GOAL
Only the run of lines from the one containing "For every instance of the chick's" through the last line should be returned, exactly as written.

SOURCE RECORDS
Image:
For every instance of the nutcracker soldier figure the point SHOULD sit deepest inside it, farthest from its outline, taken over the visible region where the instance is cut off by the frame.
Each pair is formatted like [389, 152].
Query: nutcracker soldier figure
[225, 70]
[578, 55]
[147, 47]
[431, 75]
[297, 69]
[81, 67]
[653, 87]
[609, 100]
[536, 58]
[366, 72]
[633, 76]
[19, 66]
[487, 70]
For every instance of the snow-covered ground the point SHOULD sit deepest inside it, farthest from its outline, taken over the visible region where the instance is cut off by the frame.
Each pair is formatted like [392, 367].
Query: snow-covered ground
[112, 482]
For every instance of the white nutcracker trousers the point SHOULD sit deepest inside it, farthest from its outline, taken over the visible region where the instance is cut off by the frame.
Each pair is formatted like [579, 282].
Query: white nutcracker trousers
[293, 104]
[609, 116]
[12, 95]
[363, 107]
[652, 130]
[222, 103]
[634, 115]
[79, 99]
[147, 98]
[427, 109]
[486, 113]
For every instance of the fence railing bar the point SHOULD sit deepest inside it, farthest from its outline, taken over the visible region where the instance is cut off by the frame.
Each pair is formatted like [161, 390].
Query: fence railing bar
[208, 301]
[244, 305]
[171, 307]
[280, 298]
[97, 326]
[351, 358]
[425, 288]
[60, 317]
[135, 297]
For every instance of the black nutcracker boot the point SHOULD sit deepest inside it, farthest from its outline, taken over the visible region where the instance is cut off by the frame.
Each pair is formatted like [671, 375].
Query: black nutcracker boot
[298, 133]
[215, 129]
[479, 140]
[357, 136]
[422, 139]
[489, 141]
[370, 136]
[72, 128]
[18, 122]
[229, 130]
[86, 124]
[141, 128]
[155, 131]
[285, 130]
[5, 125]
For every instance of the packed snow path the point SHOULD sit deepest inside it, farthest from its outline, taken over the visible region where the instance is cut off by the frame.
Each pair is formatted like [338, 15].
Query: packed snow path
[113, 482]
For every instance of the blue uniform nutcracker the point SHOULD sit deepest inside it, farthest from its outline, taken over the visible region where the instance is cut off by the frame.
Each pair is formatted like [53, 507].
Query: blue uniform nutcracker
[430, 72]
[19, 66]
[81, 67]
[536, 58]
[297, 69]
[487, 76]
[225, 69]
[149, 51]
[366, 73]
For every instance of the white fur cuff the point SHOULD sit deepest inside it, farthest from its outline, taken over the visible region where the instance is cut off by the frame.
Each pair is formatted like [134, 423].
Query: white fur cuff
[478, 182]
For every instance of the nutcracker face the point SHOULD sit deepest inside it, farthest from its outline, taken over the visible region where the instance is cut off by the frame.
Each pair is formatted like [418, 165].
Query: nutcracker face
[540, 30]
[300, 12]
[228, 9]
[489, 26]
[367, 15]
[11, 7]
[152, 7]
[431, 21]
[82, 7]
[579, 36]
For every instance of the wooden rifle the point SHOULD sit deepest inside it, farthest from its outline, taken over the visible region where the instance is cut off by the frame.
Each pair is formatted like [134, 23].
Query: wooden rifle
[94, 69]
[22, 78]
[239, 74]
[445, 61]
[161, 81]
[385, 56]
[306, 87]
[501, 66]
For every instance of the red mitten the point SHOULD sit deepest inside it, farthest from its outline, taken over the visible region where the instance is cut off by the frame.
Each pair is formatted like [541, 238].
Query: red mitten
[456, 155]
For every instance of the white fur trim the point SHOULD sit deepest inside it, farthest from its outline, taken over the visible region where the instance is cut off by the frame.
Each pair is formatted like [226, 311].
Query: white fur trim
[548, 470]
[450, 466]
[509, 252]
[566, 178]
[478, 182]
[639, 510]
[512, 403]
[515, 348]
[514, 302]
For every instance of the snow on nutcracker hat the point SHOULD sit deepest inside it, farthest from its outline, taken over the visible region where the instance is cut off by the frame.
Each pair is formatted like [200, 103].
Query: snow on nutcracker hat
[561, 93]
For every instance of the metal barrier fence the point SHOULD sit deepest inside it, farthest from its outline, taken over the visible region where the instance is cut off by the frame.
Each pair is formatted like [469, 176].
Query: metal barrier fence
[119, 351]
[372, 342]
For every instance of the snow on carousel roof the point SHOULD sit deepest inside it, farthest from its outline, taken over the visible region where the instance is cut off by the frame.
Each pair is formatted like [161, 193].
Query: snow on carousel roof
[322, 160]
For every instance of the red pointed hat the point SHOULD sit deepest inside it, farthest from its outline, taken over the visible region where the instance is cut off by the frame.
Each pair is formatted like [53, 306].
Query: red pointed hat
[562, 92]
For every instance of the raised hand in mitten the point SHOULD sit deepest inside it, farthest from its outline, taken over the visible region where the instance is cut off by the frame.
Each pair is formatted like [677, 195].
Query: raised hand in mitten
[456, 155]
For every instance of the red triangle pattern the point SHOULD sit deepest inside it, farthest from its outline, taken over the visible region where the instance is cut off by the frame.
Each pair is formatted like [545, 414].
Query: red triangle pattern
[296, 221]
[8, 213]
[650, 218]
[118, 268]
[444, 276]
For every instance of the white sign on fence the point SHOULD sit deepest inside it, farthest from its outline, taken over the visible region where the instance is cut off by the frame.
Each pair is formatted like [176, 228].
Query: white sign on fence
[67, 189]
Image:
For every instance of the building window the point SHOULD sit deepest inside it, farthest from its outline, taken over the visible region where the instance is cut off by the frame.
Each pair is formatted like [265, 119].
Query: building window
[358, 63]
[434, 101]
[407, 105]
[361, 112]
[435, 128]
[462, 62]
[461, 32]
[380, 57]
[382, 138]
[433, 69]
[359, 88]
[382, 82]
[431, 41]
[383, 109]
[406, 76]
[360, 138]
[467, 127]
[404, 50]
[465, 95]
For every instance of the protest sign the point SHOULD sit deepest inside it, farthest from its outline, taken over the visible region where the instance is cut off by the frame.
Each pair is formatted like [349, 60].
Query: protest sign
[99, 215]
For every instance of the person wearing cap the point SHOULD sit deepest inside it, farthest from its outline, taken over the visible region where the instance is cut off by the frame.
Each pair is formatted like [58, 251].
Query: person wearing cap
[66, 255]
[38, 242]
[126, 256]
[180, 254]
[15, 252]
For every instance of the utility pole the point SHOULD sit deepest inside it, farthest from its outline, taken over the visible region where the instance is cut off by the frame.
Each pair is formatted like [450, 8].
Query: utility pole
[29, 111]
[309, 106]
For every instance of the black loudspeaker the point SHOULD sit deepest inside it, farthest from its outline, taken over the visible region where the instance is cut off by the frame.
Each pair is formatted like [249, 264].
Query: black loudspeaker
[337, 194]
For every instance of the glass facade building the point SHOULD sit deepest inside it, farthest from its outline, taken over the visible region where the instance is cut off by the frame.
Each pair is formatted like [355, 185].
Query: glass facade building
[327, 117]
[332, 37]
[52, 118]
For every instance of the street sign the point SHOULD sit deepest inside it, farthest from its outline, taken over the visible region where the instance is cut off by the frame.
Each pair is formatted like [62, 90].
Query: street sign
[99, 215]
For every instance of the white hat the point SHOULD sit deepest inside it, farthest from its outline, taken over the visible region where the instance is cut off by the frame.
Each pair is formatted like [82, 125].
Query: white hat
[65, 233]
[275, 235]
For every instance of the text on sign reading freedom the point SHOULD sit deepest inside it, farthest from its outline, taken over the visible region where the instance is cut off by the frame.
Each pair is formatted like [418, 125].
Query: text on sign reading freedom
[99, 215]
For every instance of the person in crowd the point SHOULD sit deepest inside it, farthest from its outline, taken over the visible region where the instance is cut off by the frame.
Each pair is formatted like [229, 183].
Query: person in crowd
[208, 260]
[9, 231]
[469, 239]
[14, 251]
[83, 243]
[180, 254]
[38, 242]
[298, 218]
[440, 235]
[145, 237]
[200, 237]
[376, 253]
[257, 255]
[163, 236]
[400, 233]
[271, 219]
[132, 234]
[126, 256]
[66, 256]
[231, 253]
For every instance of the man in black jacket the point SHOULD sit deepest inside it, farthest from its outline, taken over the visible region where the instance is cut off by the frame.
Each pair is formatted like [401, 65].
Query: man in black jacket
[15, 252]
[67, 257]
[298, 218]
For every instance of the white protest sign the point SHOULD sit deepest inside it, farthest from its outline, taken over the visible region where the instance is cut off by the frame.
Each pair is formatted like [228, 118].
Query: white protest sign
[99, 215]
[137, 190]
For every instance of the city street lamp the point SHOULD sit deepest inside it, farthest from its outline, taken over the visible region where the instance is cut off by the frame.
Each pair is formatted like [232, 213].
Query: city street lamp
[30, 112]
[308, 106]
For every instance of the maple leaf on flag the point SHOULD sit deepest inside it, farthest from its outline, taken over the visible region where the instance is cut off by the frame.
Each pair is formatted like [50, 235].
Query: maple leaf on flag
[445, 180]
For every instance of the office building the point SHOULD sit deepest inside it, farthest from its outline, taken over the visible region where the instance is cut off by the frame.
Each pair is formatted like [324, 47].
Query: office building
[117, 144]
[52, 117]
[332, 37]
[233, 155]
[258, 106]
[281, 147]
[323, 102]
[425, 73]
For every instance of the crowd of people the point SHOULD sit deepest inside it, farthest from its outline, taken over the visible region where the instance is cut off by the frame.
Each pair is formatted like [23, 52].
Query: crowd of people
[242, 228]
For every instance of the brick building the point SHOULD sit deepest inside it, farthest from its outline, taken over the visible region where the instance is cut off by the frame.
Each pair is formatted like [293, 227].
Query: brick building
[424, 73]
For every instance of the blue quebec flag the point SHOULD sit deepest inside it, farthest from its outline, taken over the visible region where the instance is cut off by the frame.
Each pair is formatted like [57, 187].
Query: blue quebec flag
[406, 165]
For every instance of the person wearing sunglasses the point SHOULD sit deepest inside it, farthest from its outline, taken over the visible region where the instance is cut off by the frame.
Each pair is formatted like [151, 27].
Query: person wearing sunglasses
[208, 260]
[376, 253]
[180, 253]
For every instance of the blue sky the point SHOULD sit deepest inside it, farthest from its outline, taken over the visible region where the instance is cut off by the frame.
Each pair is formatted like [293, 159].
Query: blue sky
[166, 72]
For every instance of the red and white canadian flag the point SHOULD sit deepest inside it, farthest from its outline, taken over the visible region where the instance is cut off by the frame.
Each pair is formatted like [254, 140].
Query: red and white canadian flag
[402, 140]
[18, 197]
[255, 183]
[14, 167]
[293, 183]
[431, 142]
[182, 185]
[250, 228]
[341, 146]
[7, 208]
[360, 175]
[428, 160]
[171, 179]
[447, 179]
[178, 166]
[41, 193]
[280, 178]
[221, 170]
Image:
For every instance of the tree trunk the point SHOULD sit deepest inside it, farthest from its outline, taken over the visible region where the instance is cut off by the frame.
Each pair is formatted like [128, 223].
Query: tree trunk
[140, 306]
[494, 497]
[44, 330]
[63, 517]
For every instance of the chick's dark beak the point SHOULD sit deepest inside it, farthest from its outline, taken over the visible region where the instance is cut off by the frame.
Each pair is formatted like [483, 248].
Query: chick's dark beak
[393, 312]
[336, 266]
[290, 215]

THE REPLY
For every instance of the chick's dark beak the point SHOULD sit deepest inside it, farthest from its outline, taken over the visible region where the instance is cut off by the frame.
Each pair is formatted like [483, 248].
Query: chick's dark beak
[393, 312]
[336, 266]
[290, 215]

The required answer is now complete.